PASSAGE PROVIDED →
As I’ve written about previously, I always felt comfortable caring for young people and for a long time assumed that parenting and perhaps some sort of professional social work occupation were in my future. When I hit puberty and became fascinated with pregnancy and childbirth, I considered midwifery (and later doula training) as a possible option. I still think about this — the doula/midwifery thing — as a possible second career, though right now our family can’t really handle my taking on one more new thing.

Perhaps the most abiding vocational dream I had growing up was a vision of becoming a writer of fiction. I figured I might combine this with being a bookshop owner — preferably a picturesque bookshop by the seaside, complete with the bookshop cat(s) or dog(s), and a small apartment above the shop in which to live.

me (circa 1993)

JOB 1 →
In the passage on childhood career dreams, where did the writer picture the ideal bookshop being located?
JOB 2 →
Please write the next few paragraphs of the passage on childhood career dreams, picking up after its final line.

DATA BLOCK →
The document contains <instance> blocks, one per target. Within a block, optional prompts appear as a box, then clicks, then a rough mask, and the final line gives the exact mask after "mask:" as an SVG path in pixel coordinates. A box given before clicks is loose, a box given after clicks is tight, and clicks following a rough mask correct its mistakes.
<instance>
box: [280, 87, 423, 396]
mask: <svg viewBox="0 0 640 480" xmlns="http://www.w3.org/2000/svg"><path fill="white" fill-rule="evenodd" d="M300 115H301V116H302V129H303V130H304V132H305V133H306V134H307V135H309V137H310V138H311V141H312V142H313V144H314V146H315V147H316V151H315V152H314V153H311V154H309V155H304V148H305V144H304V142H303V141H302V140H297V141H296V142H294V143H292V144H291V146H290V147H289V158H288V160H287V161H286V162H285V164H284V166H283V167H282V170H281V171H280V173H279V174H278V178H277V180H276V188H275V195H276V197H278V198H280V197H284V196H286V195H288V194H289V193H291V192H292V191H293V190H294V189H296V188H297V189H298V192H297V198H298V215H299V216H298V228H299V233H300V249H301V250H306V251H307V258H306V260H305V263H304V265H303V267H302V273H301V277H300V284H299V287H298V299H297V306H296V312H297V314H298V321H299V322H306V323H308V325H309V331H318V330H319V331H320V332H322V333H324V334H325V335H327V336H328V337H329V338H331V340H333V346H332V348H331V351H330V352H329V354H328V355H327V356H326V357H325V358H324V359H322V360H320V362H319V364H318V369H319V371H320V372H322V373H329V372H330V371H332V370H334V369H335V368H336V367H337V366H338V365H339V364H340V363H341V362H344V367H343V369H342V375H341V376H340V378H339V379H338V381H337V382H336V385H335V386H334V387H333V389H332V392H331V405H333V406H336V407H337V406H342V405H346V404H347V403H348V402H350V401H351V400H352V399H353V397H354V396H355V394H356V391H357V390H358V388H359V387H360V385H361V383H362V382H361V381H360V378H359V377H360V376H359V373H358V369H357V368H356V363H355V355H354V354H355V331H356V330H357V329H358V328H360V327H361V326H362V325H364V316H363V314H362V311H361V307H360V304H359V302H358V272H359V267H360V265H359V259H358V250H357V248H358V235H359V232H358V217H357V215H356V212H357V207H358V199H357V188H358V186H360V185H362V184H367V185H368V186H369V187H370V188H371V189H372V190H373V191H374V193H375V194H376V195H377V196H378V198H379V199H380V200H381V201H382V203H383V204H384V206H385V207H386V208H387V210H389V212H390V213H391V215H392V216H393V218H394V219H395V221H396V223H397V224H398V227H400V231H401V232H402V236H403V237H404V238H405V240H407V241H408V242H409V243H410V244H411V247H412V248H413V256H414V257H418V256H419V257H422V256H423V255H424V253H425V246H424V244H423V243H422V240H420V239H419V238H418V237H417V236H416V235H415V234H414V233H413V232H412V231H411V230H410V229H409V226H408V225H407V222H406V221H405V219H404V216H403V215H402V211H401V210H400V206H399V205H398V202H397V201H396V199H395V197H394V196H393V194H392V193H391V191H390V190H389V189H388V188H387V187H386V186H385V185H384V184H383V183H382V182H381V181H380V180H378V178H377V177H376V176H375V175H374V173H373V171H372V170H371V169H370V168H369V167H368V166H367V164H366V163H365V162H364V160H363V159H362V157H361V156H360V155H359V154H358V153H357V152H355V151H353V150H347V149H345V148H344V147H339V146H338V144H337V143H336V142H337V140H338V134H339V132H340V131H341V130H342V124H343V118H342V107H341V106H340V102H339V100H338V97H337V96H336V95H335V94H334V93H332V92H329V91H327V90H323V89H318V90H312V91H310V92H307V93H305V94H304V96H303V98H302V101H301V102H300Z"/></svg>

ANSWER 1 →
By the seaside.

ANSWER 2 →
After I started volunteering at the local history museum as an adolescent, the bookseller/author dream was joined by the possibility of becoming a museum curator, or perhaps working at a living history site somewhere (the romance of this only increased by Nancy Bond’s novel Another Shore in which the protagonist is sucked back in time through working at a living history village). This was how I ended up taking History classes in addition to English and Women’s Studies classes in college — and ultimately discovering my love of research and scholarly writing — and how I ended up being encouraged to consider graduate school as an option.

For someone who’d waffled about even attending undergraduate classes, graduate school was an idea that I was both flattered by (I had an incredible group of faculty mentors) and resistant to.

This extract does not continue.